▶ **THE EXERCISE**:
Rewrite the items below as a JSON list of strings with one string per line, covering everything from the line containing "Practice. Find the crouching" down to the line containing "pixel 872 829", both included, and leaving out blank lines.
--------
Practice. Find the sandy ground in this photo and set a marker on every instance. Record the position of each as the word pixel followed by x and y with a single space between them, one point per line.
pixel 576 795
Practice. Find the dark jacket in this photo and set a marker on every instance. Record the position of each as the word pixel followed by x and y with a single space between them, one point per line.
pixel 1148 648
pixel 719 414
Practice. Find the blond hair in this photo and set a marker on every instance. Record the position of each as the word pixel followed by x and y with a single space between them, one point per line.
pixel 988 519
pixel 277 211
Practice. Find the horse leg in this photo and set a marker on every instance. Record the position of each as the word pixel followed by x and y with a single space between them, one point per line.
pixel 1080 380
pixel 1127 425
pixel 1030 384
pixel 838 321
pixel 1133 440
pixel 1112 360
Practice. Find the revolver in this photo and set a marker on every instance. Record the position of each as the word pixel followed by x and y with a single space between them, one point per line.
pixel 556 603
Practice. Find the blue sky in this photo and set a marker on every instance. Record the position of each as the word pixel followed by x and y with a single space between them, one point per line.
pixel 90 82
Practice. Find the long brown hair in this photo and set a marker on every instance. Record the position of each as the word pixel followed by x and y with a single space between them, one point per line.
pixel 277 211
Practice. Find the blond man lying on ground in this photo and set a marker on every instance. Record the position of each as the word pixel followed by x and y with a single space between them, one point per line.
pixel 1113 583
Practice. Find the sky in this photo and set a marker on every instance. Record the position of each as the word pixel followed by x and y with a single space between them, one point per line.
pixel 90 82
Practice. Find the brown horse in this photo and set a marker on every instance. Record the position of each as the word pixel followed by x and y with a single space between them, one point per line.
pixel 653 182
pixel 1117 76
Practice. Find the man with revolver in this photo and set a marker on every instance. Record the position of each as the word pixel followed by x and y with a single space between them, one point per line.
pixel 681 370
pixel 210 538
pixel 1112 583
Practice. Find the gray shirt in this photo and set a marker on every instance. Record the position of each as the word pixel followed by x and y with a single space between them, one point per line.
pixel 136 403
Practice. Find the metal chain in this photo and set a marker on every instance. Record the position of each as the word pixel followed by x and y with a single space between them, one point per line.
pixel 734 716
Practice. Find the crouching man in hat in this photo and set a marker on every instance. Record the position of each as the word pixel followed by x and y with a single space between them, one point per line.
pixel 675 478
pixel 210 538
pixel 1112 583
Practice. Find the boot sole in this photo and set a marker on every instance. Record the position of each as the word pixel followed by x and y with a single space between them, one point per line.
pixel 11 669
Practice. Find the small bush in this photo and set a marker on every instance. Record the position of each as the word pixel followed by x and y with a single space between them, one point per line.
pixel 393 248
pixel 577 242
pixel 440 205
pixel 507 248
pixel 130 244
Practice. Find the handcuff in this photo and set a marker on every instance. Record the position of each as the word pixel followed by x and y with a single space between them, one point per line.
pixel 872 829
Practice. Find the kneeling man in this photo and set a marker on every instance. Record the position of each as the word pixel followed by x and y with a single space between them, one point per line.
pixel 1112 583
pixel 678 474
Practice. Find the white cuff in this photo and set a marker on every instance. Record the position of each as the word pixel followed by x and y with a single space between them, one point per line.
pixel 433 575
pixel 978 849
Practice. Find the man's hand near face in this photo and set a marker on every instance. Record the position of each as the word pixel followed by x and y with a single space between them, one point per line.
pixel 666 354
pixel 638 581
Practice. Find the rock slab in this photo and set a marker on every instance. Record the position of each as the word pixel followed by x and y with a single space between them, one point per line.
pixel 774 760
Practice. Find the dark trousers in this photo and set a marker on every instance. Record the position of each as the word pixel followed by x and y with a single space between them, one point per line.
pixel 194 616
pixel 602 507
--------
▶ **CORRECT RESULT**:
[
  "Practice. Find the crouching man in hat in this photo and set a marker on every instance. Record the position of each as the word pixel followed by x and y with a single space between them, one point per line.",
  "pixel 675 478",
  "pixel 210 538",
  "pixel 1112 583",
  "Practice. Find the boot sole in this photo and set a marker on every instance. Record the position of each as the word pixel followed by x and y with a single space between them, one point per line.",
  "pixel 11 669",
  "Practice. Find the small bush in this photo and set a marker on every instance. Record the position of each as the word pixel followed by x and y with a single space between them, one point per line.",
  "pixel 393 248",
  "pixel 577 242",
  "pixel 440 205",
  "pixel 507 248",
  "pixel 130 244",
  "Practice. Find the handcuff in this photo and set a marker on every instance. Record the position of each as the word pixel followed by x and y with a single space between them, one point per line.",
  "pixel 872 829"
]